» **THE EXERCISE**:
Rewrite all the records below, swapping each occurrence of "ring rule" for "fill rule" and keeping everything else unchanged.
=== DATASET EXTRACT ===
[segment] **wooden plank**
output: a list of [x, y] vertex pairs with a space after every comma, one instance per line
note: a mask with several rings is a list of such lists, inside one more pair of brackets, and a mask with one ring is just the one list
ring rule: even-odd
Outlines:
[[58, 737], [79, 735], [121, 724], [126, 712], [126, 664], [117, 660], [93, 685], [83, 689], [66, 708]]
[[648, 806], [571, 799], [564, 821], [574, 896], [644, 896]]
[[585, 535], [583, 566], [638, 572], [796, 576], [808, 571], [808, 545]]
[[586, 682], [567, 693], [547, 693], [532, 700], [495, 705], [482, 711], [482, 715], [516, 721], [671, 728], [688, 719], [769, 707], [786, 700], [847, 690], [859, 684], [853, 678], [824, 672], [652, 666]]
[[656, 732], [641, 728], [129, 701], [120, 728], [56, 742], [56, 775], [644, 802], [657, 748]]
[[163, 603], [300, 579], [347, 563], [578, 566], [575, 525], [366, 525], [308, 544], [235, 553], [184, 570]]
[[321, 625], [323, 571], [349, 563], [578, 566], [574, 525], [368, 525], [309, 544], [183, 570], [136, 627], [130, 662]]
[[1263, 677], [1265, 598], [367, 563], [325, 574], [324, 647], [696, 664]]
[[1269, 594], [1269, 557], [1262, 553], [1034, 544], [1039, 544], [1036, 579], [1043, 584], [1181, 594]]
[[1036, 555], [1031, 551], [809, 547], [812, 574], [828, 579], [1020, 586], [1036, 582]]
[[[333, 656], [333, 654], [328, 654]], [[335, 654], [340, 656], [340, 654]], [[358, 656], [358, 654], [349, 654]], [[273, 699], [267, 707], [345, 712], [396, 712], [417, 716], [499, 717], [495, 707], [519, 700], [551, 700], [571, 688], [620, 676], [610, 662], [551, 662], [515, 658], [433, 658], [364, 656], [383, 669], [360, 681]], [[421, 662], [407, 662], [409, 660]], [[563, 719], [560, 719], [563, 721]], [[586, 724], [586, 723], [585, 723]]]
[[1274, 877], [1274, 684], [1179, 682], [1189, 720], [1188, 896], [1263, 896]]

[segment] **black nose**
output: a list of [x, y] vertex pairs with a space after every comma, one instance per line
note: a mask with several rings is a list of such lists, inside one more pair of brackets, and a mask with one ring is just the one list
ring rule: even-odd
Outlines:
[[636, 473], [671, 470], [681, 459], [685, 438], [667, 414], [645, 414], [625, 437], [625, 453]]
===
» **ANSWER TO THIS PROBLEM**:
[segment] **wooden plank**
output: a list of [x, y] vertex pairs with a space after every comma, one instance per line
note: a mask with several rings is a list of such lists, inside one more pair of brackets, and a mask with one ring is just the one list
fill rule: even-odd
Outlines:
[[58, 737], [79, 735], [121, 724], [126, 712], [126, 664], [117, 660], [93, 685], [83, 689], [66, 708]]
[[648, 806], [571, 799], [564, 821], [574, 896], [644, 896]]
[[585, 535], [583, 566], [638, 572], [796, 576], [808, 571], [808, 545]]
[[586, 682], [567, 693], [547, 693], [532, 700], [495, 705], [482, 711], [482, 715], [516, 721], [671, 728], [688, 719], [769, 707], [786, 700], [847, 690], [859, 684], [853, 678], [824, 672], [652, 666]]
[[656, 732], [641, 728], [129, 701], [120, 728], [56, 742], [56, 775], [644, 802], [657, 748]]
[[163, 603], [300, 579], [347, 563], [578, 566], [575, 525], [366, 525], [308, 544], [235, 553], [184, 570]]
[[321, 625], [323, 571], [349, 563], [578, 566], [574, 525], [368, 525], [309, 544], [183, 570], [136, 627], [130, 662]]
[[1263, 677], [1265, 598], [367, 563], [325, 574], [324, 647], [696, 664]]
[[1269, 594], [1269, 557], [1262, 553], [1034, 544], [1039, 544], [1036, 579], [1043, 584], [1181, 594]]
[[1036, 555], [1031, 551], [809, 547], [812, 574], [828, 579], [1020, 586], [1036, 582]]
[[[333, 656], [333, 654], [328, 654]], [[335, 654], [340, 656], [340, 654]], [[358, 656], [358, 654], [349, 654]], [[273, 699], [267, 707], [345, 712], [396, 712], [417, 716], [499, 717], [495, 707], [519, 700], [551, 700], [571, 688], [620, 676], [610, 662], [551, 662], [515, 658], [433, 658], [364, 656], [383, 669], [360, 681]], [[421, 662], [407, 662], [409, 660]], [[563, 719], [560, 719], [563, 721]], [[586, 724], [586, 723], [585, 723]]]
[[1274, 877], [1274, 684], [1179, 682], [1189, 720], [1188, 896], [1263, 896]]

[segment] **black nose**
output: a list of [x, y] vertex pairs with a space after every comma, one instance per line
note: a mask with several rings is a list of such lists, inside one more pair of brackets, and a mask with one ring is just the one list
fill rule: even-odd
Outlines:
[[636, 473], [671, 470], [681, 459], [685, 438], [667, 414], [645, 414], [625, 437], [625, 453]]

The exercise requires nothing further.